--- Page text ---
---------------

# Fellow cyclist hit and injured



## shibaman (May 2, 2008)

My good friend was hit in Sacramento on the way to a club ride. He is in ICU in very serious condition. Not being family I can't really find out to much info. Think good thoughts for him and his family. He is one of the strongest cyclists I have ever ridden with. 9 doubles last year. Top 10 finisher. Just a very good man on and off the bike.

http://blogs.sacbee.com/crime/archives/2011/02/cyclist-critica.html


----------



## Mr.Ice807 (Jul 15, 2009)

shibaman said:


> My good friend was hit in Sacramento on the way to a club ride. He is in ICU in very serious condition. Not being family I can't really find out to much info. Think good thoughts for him and his family. He is one of the strongest cyclists I have ever ridden with. 9 doubles last year. Top 10 finisher. Just a very good man on and off the bike.
> 
> http://blogs.sacbee.com/crime/archives/2011/02/cyclist-critica.html



GOOD VIBES in route!


----------



## izzyfly (Jul 10, 2009)

Will pray for your bud.


----------



## thien (Feb 18, 2004)

Sorry to hear that.


----------



## JoelS (Aug 25, 2008)

I heard about that today. I'm so very sad. Hoping for the best. He's a heck of a rider.


----------



## ukbloke (Sep 1, 2007)

Best wishes to your friend for a speedy recovery - any update on his condition?

(9 doubles in a year is incredible.)


----------



## shibaman (May 2, 2008)

---------------

--- Aim of the task ---
Which usernames other than shibaman head posts in the forum thread about the injured cyclist?

--- Entries supplied ---
---------------

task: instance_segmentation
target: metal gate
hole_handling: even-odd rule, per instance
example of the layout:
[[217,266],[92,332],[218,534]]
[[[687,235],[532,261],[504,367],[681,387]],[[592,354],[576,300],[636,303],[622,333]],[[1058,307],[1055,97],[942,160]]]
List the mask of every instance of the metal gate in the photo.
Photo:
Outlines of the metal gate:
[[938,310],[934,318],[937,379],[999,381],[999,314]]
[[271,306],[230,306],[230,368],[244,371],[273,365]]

---------------

--- Result for this exercise ---
Mr.Ice807, izzyfly, thien, JoelS, ukbloke